[What you will do]
A) Reproduce the passage of the Hephy installation thread starting with "jofell opened this" and going on through "the installer itself?)".
B) Carry on the Hephy installation thread from the point where it stops.

[START OF Provided text]

Simple installation of Hephy wouldn't work. Client on Mac OS X and Cluster on AWS

Question

Simple installation of Hephy wouldn't work. Client on Mac OS X and Cluster on AWS

jofell opened this issue 5 years ago · 13 comments

I have been getting these error messages from a simple install of hephy. Would really appreciate if anyone could let me know how I came into receieving these errors (I was assuming these should be addressed by the installer itself?)

Error: validation failed: [secrets "minio-user" not found, secrets "deis-router-dhparam" not found, secrets "objectstorage-keyfile" not found, configmaps "dockerbuilder-config" not found, configmaps "slugbuilder-config" not found, configmaps "slugrunner-config" not found, serviceaccounts "deis-builder" not found, serviceaccounts "deis-controller" not found, serviceaccounts "deis-logger-fluentd" not found, serviceaccounts "deis-logger" not found, serviceaccounts "deis-monitor-telegraf" not found, serviceaccounts "deis-nsqd" not found, serviceaccounts "deis-registry" not found, serviceaccounts "deis-router" not found, serviceaccounts "deis-workflow-manager" not found, services "deis-builder" not found, services "deis-controller" not found, services "deis-logger" not found, services "deis-monitor-grafana" not found, services "deis-monitor-influxapi" not found, services "deis-monitor-influxui" not found, services "deis-nsqd" not found, services "deis-logger-redis" not found, services "deis-registry" not found, services "deis-router" not found, services "deis-workflow-manager" not found, daemonsets.extensions "deis-logger-fluentd" not found, daemonsets.extensions "deis-monitor-telegraf" not found, daemonsets.extensions "deis-registry-proxy" not found, deployments.extensions "deis-builder" not found, deployments.extensions "deis-controller" not found, deployments.extensions "deis-logger" not found, deployments.extensions "deis-monitor-grafana" not found, deployments.extensions "deis-monitor-influxdb" not found, deployments.extensions "deis-nsqd" not found, deployments.extensions "deis-logger-redis" not found, deployments.extensions "deis-registry" not found, deployments.extensions "deis-router" not found, deployments.extensions "deis-workflow-manager" not found]

Answer 1 · 2020-03-27T21:55:20.000Z

What version of helm are you using to install hephy workflow? Any ideas @kingdonb ?

[END OF Provided text]
[START OF Entries shown]

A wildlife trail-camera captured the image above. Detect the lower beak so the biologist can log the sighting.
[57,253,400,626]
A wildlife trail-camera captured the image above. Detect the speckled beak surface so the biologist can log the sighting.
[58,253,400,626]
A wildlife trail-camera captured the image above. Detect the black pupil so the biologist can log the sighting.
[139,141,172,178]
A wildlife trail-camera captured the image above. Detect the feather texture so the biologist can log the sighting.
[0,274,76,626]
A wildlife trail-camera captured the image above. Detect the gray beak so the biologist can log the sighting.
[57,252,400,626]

[END OF Entries shown]
[START OF Entries shown]

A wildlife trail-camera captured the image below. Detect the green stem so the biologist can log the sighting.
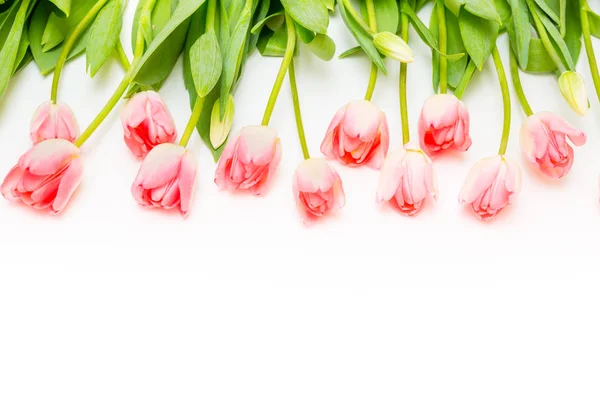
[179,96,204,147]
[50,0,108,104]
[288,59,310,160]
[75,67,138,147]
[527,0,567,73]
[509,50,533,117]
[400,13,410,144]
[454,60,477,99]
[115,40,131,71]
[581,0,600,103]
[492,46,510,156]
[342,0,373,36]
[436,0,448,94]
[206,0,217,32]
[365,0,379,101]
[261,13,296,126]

[END OF Entries shown]

[Task-by-task results]
A)
jofell opened this issue 5 years ago · 13 comments

I have been getting these error messages from a simple install of hephy. Would really appreciate if anyone could let me know how I came into receieving these errors (I was assuming these should be addressed by the installer itself?)

B)
Answer 2 · 2020-03-28T09:57:09.000Z

Kubernetes v 1.6.13
Helm 2.6.14
Kubectl 1.6.4
kops 1.16.0
AWS with image kope.io/k8s-1.6-debian-jessie-amd64-hvm-ebs-2018-08-17

Hephy 2.21.4

Would be great if you could teach me how to install (I'm kind of a newbie)

My guess is my tiller setup. But I'm not really sure what is the correct tiller configuration.

Answer 3 · 2020-03-28T13:52:35.000Z

That's a pretty old k8s and helm version, which probably means if anything you should be in good shape for Workflow, and I've had enough issues with upgrades lately that I won't suggest a drastic all-at-once upgrade route...

The recommended version of Helm right now for Hephy v2.21.4 and lower is still 2, although I have had good luck with Helm 3. Kubernetes kubelet and kubectl must remain below v1.16.x (supported version is <= 1.15.x) for now, as we have not finalized our apps/v1 updates or extensions/v1beta1 API deprecations support required for newer versions of Kubernetes.

We have some issues with our documentation right now, sorry this is not posted anywhere more prominently. We should be able to support newer versions of Kubernetes soon. But if you start now, a test cluster with say https://github.com/weaveworks/wks-quickstart-firekube will come in with the right versions, v1.14.1 default, this is a great environment for testing without requiring a heavy investment in cloud resources, you can do a multi-node cluster as a trial all from docker containers on a Macbook pro, or KVM machines under a single node if your host OS is Linux.

Any Kubernetes with the right version requirements should work out of the box with the directions on https://web.teamhephy.com – legacy docs are available at https://docs.teamhephy.com which go into more detail about best practices and configuration for production. Glad to have you join us @jofell and I hope @felixbuenemann was able to help you this morning in our Slack community.

Is it too corny to celebrate I just happened to notice this:

...looks like you're our 100th customer? 🤣 🚀 We welcome kind of newbies and anyone else who works with Workflow, and if your experience is broken or positive we hope you will tell us more about it either way as time goes on, so we can support our community better.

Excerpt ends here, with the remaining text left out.